Working from the top of the records below, reproduce each line exactly, ending once you have written the line containing "sample | [231, 810]".

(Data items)
··········

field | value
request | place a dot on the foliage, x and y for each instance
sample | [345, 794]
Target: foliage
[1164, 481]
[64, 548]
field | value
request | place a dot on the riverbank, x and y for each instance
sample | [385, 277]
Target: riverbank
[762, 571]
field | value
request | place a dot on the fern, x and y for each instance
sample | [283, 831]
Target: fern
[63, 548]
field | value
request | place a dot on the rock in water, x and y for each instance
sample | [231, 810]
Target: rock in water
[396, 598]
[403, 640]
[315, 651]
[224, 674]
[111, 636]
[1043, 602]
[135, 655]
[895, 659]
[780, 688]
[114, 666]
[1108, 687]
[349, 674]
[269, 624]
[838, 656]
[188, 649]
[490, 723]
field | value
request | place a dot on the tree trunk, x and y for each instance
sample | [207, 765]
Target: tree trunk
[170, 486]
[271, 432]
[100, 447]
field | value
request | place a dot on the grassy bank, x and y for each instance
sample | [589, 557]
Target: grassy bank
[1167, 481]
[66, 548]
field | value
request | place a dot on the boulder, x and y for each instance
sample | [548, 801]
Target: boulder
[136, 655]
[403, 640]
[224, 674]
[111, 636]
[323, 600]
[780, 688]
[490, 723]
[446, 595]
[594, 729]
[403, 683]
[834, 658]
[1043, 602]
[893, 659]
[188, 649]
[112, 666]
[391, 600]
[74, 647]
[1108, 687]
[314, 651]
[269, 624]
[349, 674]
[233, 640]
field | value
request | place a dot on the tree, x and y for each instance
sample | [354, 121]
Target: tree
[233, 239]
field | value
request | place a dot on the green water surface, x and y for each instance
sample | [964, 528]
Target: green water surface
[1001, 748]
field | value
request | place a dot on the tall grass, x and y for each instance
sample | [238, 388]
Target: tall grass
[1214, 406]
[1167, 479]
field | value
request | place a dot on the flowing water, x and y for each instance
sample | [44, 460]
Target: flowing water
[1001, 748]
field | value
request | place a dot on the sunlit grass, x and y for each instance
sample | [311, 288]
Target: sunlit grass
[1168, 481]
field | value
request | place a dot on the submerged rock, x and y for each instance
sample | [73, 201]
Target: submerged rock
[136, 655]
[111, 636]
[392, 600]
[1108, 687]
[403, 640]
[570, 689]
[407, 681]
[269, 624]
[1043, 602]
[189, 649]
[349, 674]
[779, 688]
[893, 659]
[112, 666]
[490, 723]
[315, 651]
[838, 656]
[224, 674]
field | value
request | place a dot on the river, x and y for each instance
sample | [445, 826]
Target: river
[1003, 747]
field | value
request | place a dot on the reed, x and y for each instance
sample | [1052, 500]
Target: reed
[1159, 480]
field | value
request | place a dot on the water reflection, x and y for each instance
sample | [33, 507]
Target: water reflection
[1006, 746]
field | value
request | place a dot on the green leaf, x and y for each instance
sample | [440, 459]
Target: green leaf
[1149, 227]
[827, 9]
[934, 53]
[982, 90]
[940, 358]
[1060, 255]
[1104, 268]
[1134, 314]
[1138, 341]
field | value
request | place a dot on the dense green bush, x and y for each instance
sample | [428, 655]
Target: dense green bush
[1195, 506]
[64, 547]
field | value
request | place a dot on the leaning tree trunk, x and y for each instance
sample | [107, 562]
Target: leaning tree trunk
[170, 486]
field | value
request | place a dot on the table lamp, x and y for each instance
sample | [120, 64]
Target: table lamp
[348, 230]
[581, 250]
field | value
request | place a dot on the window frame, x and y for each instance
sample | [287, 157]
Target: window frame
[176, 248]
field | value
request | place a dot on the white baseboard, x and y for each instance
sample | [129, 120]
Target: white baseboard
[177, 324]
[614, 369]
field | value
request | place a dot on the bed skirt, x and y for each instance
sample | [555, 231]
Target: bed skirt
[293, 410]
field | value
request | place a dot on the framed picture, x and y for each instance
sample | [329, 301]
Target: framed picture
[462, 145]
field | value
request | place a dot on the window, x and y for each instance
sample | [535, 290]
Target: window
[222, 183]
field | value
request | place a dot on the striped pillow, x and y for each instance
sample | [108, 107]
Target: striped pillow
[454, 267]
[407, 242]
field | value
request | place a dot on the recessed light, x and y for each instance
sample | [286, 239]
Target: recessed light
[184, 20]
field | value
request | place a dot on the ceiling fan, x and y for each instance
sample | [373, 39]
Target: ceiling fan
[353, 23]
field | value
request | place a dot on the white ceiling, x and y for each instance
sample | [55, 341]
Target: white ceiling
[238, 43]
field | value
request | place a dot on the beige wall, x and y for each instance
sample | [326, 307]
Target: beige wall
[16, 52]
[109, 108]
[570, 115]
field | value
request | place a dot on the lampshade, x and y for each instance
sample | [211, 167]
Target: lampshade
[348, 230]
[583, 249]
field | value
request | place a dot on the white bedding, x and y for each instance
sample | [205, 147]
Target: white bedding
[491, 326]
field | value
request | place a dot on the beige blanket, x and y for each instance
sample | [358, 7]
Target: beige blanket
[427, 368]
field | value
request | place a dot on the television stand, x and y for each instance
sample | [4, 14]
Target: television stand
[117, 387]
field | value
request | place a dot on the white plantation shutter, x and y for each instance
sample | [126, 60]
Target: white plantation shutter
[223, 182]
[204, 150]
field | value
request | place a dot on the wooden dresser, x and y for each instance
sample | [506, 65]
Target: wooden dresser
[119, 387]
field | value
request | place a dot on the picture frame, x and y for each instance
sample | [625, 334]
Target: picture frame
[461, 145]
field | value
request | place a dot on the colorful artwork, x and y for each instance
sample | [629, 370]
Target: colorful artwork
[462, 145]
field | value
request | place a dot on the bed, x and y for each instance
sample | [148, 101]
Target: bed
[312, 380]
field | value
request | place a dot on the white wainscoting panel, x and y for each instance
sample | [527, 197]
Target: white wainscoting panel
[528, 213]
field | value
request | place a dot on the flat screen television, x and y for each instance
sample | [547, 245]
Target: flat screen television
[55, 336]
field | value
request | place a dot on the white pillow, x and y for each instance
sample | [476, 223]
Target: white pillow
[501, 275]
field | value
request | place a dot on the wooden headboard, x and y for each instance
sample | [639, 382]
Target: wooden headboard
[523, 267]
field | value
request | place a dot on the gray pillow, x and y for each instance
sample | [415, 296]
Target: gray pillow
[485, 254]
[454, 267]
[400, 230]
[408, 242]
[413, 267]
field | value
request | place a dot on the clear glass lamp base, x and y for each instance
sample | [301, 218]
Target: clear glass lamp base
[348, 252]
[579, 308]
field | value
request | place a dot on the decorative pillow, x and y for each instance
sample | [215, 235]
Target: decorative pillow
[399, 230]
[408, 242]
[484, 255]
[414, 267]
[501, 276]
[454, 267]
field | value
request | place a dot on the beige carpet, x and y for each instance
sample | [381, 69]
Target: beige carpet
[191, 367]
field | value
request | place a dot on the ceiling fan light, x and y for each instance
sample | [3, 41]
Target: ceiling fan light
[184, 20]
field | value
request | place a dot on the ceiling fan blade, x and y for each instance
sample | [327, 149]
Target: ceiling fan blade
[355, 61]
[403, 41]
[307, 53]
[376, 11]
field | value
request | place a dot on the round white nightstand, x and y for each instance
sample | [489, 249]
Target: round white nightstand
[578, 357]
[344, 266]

··········

TASK ANSWER:
field | value
request | place a dot on the foliage, x and y for each instance
sample | [345, 794]
Target: foliage
[1164, 481]
[64, 548]
field | value
request | place a dot on the riverbank, x and y for each instance
sample | [385, 277]
Target: riverbank
[762, 571]
field | value
request | place a dot on the fern, x and y for each instance
sample | [283, 831]
Target: fern
[63, 548]
field | value
request | place a dot on the rock in water, x and y for each instance
sample | [231, 810]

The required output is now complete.